- Written instruction: Reproduce all of the records below line for line, without altering any character.

Point labeling records:
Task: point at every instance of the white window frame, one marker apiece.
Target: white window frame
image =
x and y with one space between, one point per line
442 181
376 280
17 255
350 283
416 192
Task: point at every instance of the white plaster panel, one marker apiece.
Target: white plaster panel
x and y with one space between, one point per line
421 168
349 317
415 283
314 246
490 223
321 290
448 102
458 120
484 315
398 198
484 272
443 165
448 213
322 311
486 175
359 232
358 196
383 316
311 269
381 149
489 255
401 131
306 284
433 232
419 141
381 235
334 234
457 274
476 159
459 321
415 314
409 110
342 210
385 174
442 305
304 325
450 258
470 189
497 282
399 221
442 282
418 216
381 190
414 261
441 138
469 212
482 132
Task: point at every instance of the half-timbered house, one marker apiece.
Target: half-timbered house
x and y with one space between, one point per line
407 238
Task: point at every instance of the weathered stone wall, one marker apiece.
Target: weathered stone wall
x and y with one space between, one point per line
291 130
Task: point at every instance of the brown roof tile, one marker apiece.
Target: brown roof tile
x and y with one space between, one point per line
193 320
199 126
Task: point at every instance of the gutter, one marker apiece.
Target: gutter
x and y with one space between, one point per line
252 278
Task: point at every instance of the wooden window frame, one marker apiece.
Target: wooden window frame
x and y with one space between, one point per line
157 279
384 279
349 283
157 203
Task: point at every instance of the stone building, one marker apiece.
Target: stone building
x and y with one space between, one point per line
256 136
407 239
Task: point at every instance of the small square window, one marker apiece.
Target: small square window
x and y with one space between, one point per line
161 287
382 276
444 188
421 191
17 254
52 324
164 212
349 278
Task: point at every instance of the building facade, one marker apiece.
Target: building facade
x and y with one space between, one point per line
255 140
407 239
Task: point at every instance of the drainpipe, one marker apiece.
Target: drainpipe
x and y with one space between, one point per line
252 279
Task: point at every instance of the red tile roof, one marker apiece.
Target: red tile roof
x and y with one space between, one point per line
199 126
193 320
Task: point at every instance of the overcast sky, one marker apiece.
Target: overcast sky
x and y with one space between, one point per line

- The output:
Task: point at every instance of the white window frame, one marker apiece.
Target: white window frame
image =
x and y with one space between, one point per line
442 181
376 280
17 255
350 283
416 192
Task: point at every instance of the white plaster panel, one marker apiece.
Target: white plaster panel
x and y with one space between, one point per line
421 168
349 317
415 283
314 246
490 223
321 290
448 102
458 120
484 315
398 198
484 272
443 165
448 213
322 311
486 175
359 232
358 196
383 316
311 269
381 149
489 255
401 131
306 284
433 232
419 141
381 235
334 234
457 274
476 159
459 321
415 314
409 110
342 210
385 174
442 305
304 325
450 258
470 189
497 282
399 221
442 282
418 216
381 190
414 261
441 138
469 212
482 132
Task: point at every instance of the half-timbered house, one marker apiece.
Target: half-timbered house
x and y with one space between, one point per line
407 238
Task: point at every instance of the weathered stone wall, one marker apiece.
Target: weathered stone wall
x and y with one space between, one point per line
291 130
Task: point at every instance of the brown roof tile, one marker apiece.
Target: brown roof tile
x and y with one space between, one point per line
193 320
199 126
Task: point at every instance of the gutter, one marker apiece.
Target: gutter
x and y with one space between, one point per line
252 278
Task: point at every instance of the wooden window frame, one marker apiece.
Target: wooden window frame
x and y with one space between, one point per line
157 279
384 279
349 283
157 203
Task: point at every instance of the stone building, one marker apiece.
Target: stone building
x and y with one space between, one point per line
256 136
407 239
Task: point at every instance of the small square window, one marker apiece.
Target: small square window
x and y with one space between, one point per line
161 287
382 276
444 188
421 191
17 254
52 324
164 212
349 278
Task: point at every instance of the building facade, one marker apiece.
Target: building facade
x and y with one space between, one point per line
255 140
407 239
Task: point at every instance of the drainpipe, one marker apiece.
Target: drainpipe
x and y with one space between, one point per line
252 279
Task: point at every instance of the red tile roof, one marker apiece.
Target: red tile roof
x and y with one space between, one point per line
199 126
193 320
Task: point at every instance of the overcast sky, one marker apiece.
Target: overcast sky
x and y with one space between, one point per line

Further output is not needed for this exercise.